Problem to work on
From the records below, pull out every line that contains the word "yellow".

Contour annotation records

****************************************

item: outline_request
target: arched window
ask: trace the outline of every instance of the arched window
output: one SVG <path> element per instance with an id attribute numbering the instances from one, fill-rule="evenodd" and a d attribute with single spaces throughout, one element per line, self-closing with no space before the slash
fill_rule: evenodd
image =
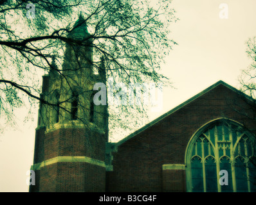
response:
<path id="1" fill-rule="evenodd" d="M 60 94 L 58 92 L 56 94 L 56 113 L 55 113 L 55 122 L 59 122 L 59 114 L 60 114 Z"/>
<path id="2" fill-rule="evenodd" d="M 72 92 L 71 120 L 77 120 L 78 111 L 78 95 L 77 92 Z"/>
<path id="3" fill-rule="evenodd" d="M 60 94 L 59 90 L 55 90 L 53 92 L 53 103 L 55 104 L 53 108 L 52 112 L 52 122 L 57 123 L 59 120 L 59 101 L 60 101 Z"/>
<path id="4" fill-rule="evenodd" d="M 89 121 L 91 122 L 94 122 L 95 120 L 95 110 L 96 107 L 93 101 L 93 97 L 95 94 L 96 93 L 96 91 L 94 91 L 93 94 L 91 95 L 91 98 L 90 98 L 90 115 L 89 115 Z M 100 96 L 101 97 L 101 96 Z"/>
<path id="5" fill-rule="evenodd" d="M 200 129 L 188 145 L 188 192 L 256 192 L 254 139 L 232 120 L 215 120 Z M 220 183 L 226 170 L 228 184 Z"/>

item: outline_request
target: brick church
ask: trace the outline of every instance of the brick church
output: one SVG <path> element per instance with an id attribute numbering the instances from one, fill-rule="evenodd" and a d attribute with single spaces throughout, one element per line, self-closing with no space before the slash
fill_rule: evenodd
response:
<path id="1" fill-rule="evenodd" d="M 88 37 L 82 20 L 69 38 Z M 218 81 L 110 143 L 107 106 L 92 101 L 93 85 L 106 74 L 104 65 L 93 72 L 88 47 L 67 44 L 63 75 L 53 60 L 43 76 L 41 98 L 50 103 L 40 104 L 30 192 L 256 191 L 248 96 Z"/>

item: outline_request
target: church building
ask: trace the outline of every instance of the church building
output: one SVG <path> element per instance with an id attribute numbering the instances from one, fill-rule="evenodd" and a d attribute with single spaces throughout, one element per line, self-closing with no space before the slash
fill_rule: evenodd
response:
<path id="1" fill-rule="evenodd" d="M 87 38 L 82 21 L 69 38 Z M 30 192 L 256 191 L 249 96 L 219 81 L 110 143 L 107 106 L 93 101 L 106 74 L 104 65 L 93 72 L 89 47 L 67 44 L 63 75 L 53 60 L 43 76 L 41 98 L 50 103 L 40 104 Z"/>

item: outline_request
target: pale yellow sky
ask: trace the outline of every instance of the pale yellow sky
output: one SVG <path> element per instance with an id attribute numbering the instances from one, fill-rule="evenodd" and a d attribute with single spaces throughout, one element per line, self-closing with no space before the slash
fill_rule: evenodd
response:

****************************************

Output for this exercise
target: pale yellow sky
ask: trace the outline of every instance of the pale yellow sky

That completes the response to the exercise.